Take the lines starting with the one that contains "[segment] <item>green grass pitch</item>" and going on through the one that contains "Provide the mask of every instance of the <item>green", and write them out again with "Provide" changed to "Return", keeping all else the same.
━━━━━━━━━━━━━━━━━━━━━━━━━━━━━━
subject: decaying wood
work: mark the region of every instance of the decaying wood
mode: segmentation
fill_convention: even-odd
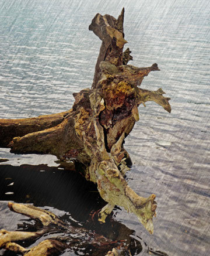
[[[139,120],[140,104],[145,107],[153,101],[169,112],[171,107],[162,89],[139,87],[150,71],[160,70],[156,63],[141,68],[127,64],[132,57],[128,48],[123,52],[124,15],[123,9],[117,19],[97,13],[92,20],[89,29],[102,40],[102,46],[92,88],[73,94],[72,110],[35,118],[0,120],[1,146],[9,141],[13,153],[50,153],[61,161],[82,163],[86,179],[97,184],[107,202],[99,220],[104,222],[118,205],[134,213],[152,234],[155,195],[139,196],[124,179],[131,161],[123,144]]]
[[[15,212],[26,215],[36,220],[39,220],[42,224],[42,229],[34,232],[8,231],[0,230],[0,248],[12,251],[24,256],[59,255],[64,250],[69,248],[76,251],[79,248],[91,247],[92,255],[98,255],[97,251],[108,251],[115,248],[116,251],[128,253],[131,241],[138,245],[137,240],[128,236],[123,241],[113,241],[102,235],[90,233],[83,227],[75,227],[64,223],[57,216],[49,211],[40,209],[30,204],[22,204],[9,202],[8,206]],[[18,244],[20,242],[30,239],[36,240],[44,234],[54,231],[54,237],[41,241],[31,248],[25,248]],[[58,235],[56,233],[62,235]],[[136,245],[135,245],[136,246]],[[118,255],[118,254],[116,254]]]

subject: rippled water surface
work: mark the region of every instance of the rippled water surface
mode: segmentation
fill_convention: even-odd
[[[157,196],[154,234],[149,235],[124,210],[116,209],[115,219],[134,230],[150,247],[169,255],[207,256],[210,2],[92,3],[0,0],[0,118],[31,117],[71,108],[72,93],[90,87],[94,74],[100,42],[88,30],[92,19],[97,12],[117,17],[124,6],[126,46],[134,57],[130,64],[144,67],[158,63],[161,71],[151,73],[141,87],[162,87],[172,98],[172,111],[169,114],[154,103],[141,105],[140,120],[126,139],[134,163],[127,175],[129,185],[142,196],[151,193]],[[2,179],[5,170],[23,164],[58,165],[52,156],[13,155],[6,149],[0,149],[0,158],[9,160],[9,168],[0,165]],[[61,187],[65,186],[62,179],[59,182]],[[8,187],[12,190],[12,186]],[[1,227],[14,229],[8,223],[6,203],[26,200],[15,193],[2,193],[0,200]],[[47,206],[37,200],[37,205]],[[50,202],[48,206],[56,209],[58,215],[68,214],[68,210],[71,214],[59,204]]]

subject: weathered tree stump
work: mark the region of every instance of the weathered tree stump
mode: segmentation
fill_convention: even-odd
[[[37,118],[0,120],[0,144],[13,153],[50,153],[62,161],[82,163],[86,178],[97,184],[107,202],[99,220],[104,222],[117,204],[134,213],[152,234],[155,195],[138,196],[124,179],[131,159],[123,144],[139,119],[140,104],[153,101],[169,112],[171,107],[161,88],[139,88],[145,76],[159,69],[156,63],[142,68],[127,64],[132,57],[128,48],[123,52],[124,13],[123,8],[117,19],[97,13],[92,20],[89,30],[102,43],[92,88],[73,94],[72,109]],[[7,246],[10,249],[13,245]]]

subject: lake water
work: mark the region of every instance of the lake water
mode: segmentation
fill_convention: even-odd
[[[117,18],[123,6],[125,46],[134,57],[130,64],[158,64],[161,71],[145,77],[141,87],[162,87],[172,98],[172,111],[169,114],[154,103],[146,103],[146,108],[141,105],[140,120],[125,145],[134,163],[127,175],[129,185],[142,196],[151,193],[157,196],[154,234],[149,235],[135,216],[124,210],[116,209],[114,219],[134,230],[147,247],[169,255],[209,255],[209,1],[100,0],[93,5],[90,0],[0,0],[0,118],[32,117],[70,109],[72,93],[91,86],[100,46],[88,30],[89,25],[98,12]],[[0,165],[2,179],[6,171],[18,183],[18,171],[27,173],[29,180],[34,171],[38,172],[40,179],[48,179],[40,176],[45,173],[40,172],[41,164],[45,165],[41,166],[43,170],[59,172],[54,156],[9,152],[0,149],[0,158],[9,160]],[[24,172],[26,168],[28,172]],[[61,178],[58,180],[60,187],[68,186]],[[26,191],[30,187],[27,186]],[[12,191],[13,186],[7,189]],[[27,202],[15,190],[13,194],[1,191],[0,228],[15,230],[23,219],[6,207],[8,200]],[[47,196],[43,202],[38,196],[29,201],[82,222],[82,217],[76,220],[71,206],[65,206],[64,199],[62,204],[56,203],[59,197],[58,194],[52,203]],[[139,255],[147,255],[147,248]],[[0,251],[0,255],[4,253]]]

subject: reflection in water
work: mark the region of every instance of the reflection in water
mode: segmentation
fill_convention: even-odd
[[[172,111],[170,114],[165,113],[155,103],[147,103],[146,108],[140,106],[140,120],[125,140],[125,147],[135,163],[127,173],[129,185],[143,196],[152,192],[157,196],[154,234],[148,234],[138,220],[124,211],[115,210],[115,219],[135,230],[136,235],[147,244],[170,255],[208,256],[209,1],[100,0],[94,5],[92,2],[92,0],[0,1],[0,117],[32,117],[71,108],[74,101],[72,93],[89,88],[92,82],[101,42],[88,30],[92,19],[97,12],[117,17],[124,6],[124,32],[128,42],[126,46],[134,57],[130,64],[141,67],[158,63],[161,71],[150,74],[143,81],[142,88],[155,90],[162,87],[172,98]],[[0,149],[0,158],[9,159],[9,163],[13,166],[21,165],[24,161],[31,165],[54,165],[52,156],[47,161],[46,156],[26,155],[17,159],[8,151]],[[1,171],[2,166],[5,165],[0,166]],[[55,170],[57,173],[58,170]],[[51,175],[55,175],[53,172],[50,171]],[[31,172],[25,172],[26,182]],[[40,199],[37,205],[51,205],[54,210],[59,209],[59,215],[61,209],[71,208],[70,203],[65,203],[70,199],[70,193],[69,196],[64,193],[64,199],[54,194],[54,203],[62,204],[60,208],[54,206],[51,203],[52,192],[48,187],[52,183],[52,191],[58,192],[64,189],[61,183],[57,187],[57,182],[50,177],[43,179],[47,172],[40,172],[38,180],[34,175],[37,182],[33,185],[32,179],[26,190],[30,190],[31,186],[35,191],[38,183],[43,184],[46,192],[36,192],[35,197]],[[18,180],[18,172],[16,177]],[[62,182],[64,186],[66,185],[66,180]],[[9,182],[13,181],[8,180],[6,185]],[[20,180],[19,187],[22,185]],[[1,198],[7,201],[16,197],[17,202],[33,202],[32,193],[23,195],[20,189],[19,197],[18,190],[15,192],[13,187],[16,187],[15,182],[6,187],[5,193],[14,192],[13,194],[4,194]],[[77,190],[80,189],[79,187]],[[66,209],[64,210],[66,211],[61,214],[70,212],[69,218],[83,224],[83,207],[79,205],[89,209],[90,213],[103,204],[97,192],[88,193],[90,199],[94,194],[93,201],[84,200],[87,191],[78,197],[82,200],[78,205],[74,197],[71,197],[76,204],[75,209],[71,211]],[[28,199],[27,194],[30,196]],[[44,203],[46,196],[50,204]],[[98,206],[91,209],[90,206],[96,199]],[[33,200],[36,203],[36,199]],[[1,205],[2,223],[8,225],[8,229],[15,230],[16,226],[12,228],[12,226],[9,225],[9,216],[13,220],[20,217],[8,211],[6,206],[4,208],[4,203]],[[88,217],[84,211],[83,214]]]
[[[113,241],[122,241],[128,244],[132,255],[153,251],[141,238],[135,235],[134,230],[114,219],[108,218],[105,224],[100,224],[97,216],[93,213],[102,208],[106,203],[100,197],[94,183],[86,181],[81,175],[71,169],[48,167],[46,165],[1,165],[0,206],[4,219],[0,222],[0,229],[35,231],[37,227],[34,226],[34,220],[11,213],[7,207],[8,201],[32,203],[51,211],[65,223],[76,228],[83,227],[89,230],[90,234],[102,234]],[[51,234],[45,235],[33,245],[50,237],[52,237]],[[31,243],[26,241],[21,244],[31,247]],[[69,253],[73,252],[80,255],[105,255],[111,247],[108,244],[105,247],[102,245],[100,251],[97,250],[96,252],[91,246],[85,250],[80,246],[73,246],[66,249],[62,255],[69,255]],[[0,255],[7,255],[8,253],[0,251]],[[165,255],[161,252],[158,253],[158,255]]]

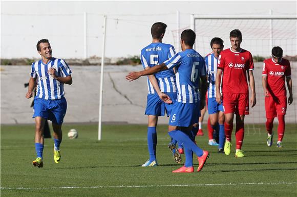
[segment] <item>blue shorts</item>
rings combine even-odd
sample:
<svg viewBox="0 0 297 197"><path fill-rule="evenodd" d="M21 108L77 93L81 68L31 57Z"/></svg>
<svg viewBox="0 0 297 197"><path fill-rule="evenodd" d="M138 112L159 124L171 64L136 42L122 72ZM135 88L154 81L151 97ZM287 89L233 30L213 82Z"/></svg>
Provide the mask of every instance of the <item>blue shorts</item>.
<svg viewBox="0 0 297 197"><path fill-rule="evenodd" d="M158 94L147 94L147 101L146 102L146 108L145 109L145 115L153 115L164 116L165 112L167 116L171 114L171 111L173 107L173 104L176 100L176 93L165 92L165 93L171 98L173 103L167 104L162 101Z"/></svg>
<svg viewBox="0 0 297 197"><path fill-rule="evenodd" d="M33 117L40 116L61 125L67 109L67 103L65 97L55 100L46 100L35 97L34 98Z"/></svg>
<svg viewBox="0 0 297 197"><path fill-rule="evenodd" d="M174 105L168 125L188 127L198 122L200 115L200 104L176 102Z"/></svg>
<svg viewBox="0 0 297 197"><path fill-rule="evenodd" d="M224 112L223 102L221 103L221 105L219 104L216 101L216 98L208 98L207 103L208 114L217 113L219 112L219 111Z"/></svg>

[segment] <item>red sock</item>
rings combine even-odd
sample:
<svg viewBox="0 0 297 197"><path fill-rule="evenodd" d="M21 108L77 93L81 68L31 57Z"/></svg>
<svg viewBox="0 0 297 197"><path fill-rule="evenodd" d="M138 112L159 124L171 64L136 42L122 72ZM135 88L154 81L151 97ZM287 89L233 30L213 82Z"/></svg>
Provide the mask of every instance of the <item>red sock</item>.
<svg viewBox="0 0 297 197"><path fill-rule="evenodd" d="M237 123L235 130L235 137L236 138L236 149L241 149L243 137L244 136L244 124Z"/></svg>
<svg viewBox="0 0 297 197"><path fill-rule="evenodd" d="M233 124L228 125L225 122L224 125L226 139L228 141L231 141L231 134L232 134L232 130L233 130Z"/></svg>
<svg viewBox="0 0 297 197"><path fill-rule="evenodd" d="M278 128L278 141L282 141L285 133L285 115L279 115L278 116L279 118L279 127Z"/></svg>
<svg viewBox="0 0 297 197"><path fill-rule="evenodd" d="M273 128L273 118L267 118L266 120L266 130L267 133L271 135L272 133L272 128Z"/></svg>
<svg viewBox="0 0 297 197"><path fill-rule="evenodd" d="M209 118L208 118L208 120L207 120L207 129L208 130L208 139L214 139L214 129L213 129L210 125Z"/></svg>

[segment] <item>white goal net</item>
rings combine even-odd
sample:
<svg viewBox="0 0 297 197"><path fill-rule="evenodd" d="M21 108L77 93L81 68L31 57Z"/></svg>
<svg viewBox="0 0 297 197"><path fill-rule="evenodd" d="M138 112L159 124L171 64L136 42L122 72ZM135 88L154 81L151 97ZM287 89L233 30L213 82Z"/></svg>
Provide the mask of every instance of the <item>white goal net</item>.
<svg viewBox="0 0 297 197"><path fill-rule="evenodd" d="M293 102L288 105L286 122L293 124L296 127L297 122L297 25L296 16L271 18L255 17L250 16L248 19L242 17L238 18L225 17L224 18L216 18L214 17L194 16L192 19L189 28L196 33L195 48L201 55L204 56L211 51L210 42L211 39L218 37L224 40L224 49L230 47L229 33L234 29L240 30L242 34L243 48L251 52L254 59L255 69L254 76L256 86L257 98L257 105L251 109L250 115L246 116L245 122L257 124L265 122L264 97L262 87L262 68L264 58L270 57L273 46L280 46L283 51L284 56L288 59L291 63L292 79L293 81ZM224 18L224 17L221 17ZM180 33L189 27L178 31ZM177 34L173 32L173 35ZM176 38L174 40L177 40ZM176 46L179 43L175 43ZM277 121L277 118L275 121ZM207 121L207 117L204 122ZM253 128L257 130L257 128Z"/></svg>

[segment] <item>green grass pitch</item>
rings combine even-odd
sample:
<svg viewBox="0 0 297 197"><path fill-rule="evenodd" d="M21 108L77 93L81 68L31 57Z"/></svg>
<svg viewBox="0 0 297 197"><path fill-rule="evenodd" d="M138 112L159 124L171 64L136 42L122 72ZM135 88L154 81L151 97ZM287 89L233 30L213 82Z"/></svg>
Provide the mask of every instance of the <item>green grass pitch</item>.
<svg viewBox="0 0 297 197"><path fill-rule="evenodd" d="M277 126L275 126L275 128ZM284 147L266 143L264 126L246 125L243 150L246 157L217 153L204 136L197 144L210 157L199 173L173 174L175 163L167 146L167 126L157 128L158 167L142 167L148 159L145 125L103 125L98 141L94 124L63 126L61 162L53 160L53 140L45 139L44 166L34 167L34 125L1 126L1 196L296 196L297 131L287 125ZM78 131L71 140L67 132ZM260 128L260 129L258 129ZM232 136L234 143L234 131ZM182 156L183 160L184 156ZM196 157L194 160L197 170Z"/></svg>

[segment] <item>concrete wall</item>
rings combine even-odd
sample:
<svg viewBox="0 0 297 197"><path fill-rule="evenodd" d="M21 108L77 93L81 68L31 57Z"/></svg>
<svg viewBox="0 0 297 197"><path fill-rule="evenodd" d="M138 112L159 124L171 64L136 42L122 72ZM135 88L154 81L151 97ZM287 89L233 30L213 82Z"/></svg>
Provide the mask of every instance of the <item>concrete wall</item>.
<svg viewBox="0 0 297 197"><path fill-rule="evenodd" d="M254 71L257 104L246 117L247 122L264 122L265 109L261 85L262 63L256 64ZM294 102L288 106L287 122L297 122L297 63L292 63ZM97 122L99 114L100 66L71 66L73 83L65 85L68 102L65 122ZM103 116L104 122L146 124L144 115L147 92L146 78L129 82L125 76L131 71L142 69L141 66L107 66L104 67ZM30 66L1 66L1 124L33 123L30 102L25 98ZM207 116L205 116L207 120ZM161 117L159 123L167 124Z"/></svg>

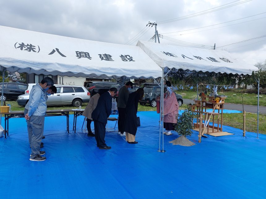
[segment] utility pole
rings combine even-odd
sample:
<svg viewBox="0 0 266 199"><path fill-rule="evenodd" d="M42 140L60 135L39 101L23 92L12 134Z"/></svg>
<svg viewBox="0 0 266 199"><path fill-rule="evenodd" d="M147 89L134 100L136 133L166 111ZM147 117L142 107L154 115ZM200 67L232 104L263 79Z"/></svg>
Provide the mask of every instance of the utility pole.
<svg viewBox="0 0 266 199"><path fill-rule="evenodd" d="M156 31L156 33L157 34L157 37L158 37L158 42L159 42L159 44L160 43L160 40L159 39L159 35L158 34L158 31ZM156 36L155 36L155 37L156 37Z"/></svg>
<svg viewBox="0 0 266 199"><path fill-rule="evenodd" d="M155 43L156 43L156 35L157 35L158 37L158 41L159 41L159 43L160 43L160 42L159 40L159 36L158 36L158 31L157 31L157 24L156 23L151 23L150 22L149 22L149 23L147 24L147 25L146 25L146 26L147 26L148 25L149 25L149 26L150 26L151 25L152 25L152 27L153 26L154 26L155 27L155 33L154 34L154 35L155 36Z"/></svg>

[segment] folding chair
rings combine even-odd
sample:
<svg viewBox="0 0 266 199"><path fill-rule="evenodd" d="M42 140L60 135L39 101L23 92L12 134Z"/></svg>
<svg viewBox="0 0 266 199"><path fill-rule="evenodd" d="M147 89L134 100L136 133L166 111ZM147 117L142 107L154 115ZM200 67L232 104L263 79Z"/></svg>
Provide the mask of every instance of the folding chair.
<svg viewBox="0 0 266 199"><path fill-rule="evenodd" d="M117 123L117 121L118 121L118 118L119 116L117 117L117 118L114 117L110 117L107 118L107 123L106 124L106 131L107 132L118 132L118 131L109 131L109 129L114 129L115 128L115 126L116 126L116 124ZM114 127L110 129L108 128L108 121L115 121L115 124L114 125Z"/></svg>

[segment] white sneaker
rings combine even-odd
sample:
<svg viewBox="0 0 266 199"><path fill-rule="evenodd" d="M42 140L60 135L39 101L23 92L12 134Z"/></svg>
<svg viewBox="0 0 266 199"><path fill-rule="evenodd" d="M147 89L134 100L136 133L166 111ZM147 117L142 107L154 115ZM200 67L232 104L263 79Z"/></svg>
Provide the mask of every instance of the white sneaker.
<svg viewBox="0 0 266 199"><path fill-rule="evenodd" d="M173 134L170 131L169 131L168 132L165 133L165 135L172 135Z"/></svg>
━━━━━━━━━━━━━━━━━━━━━━━━━━━━━━
The solution
[segment] <item>green grass pitch</item>
rings combine even-odd
sample:
<svg viewBox="0 0 297 197"><path fill-rule="evenodd" d="M21 108L77 93L81 68L31 57Z"/></svg>
<svg viewBox="0 0 297 197"><path fill-rule="evenodd" d="M138 112L159 124L171 64L136 42L122 72ZM135 88L154 81L151 97ZM287 89L233 30L213 82Z"/></svg>
Return the mask of every instance of the <item>green grass pitch</item>.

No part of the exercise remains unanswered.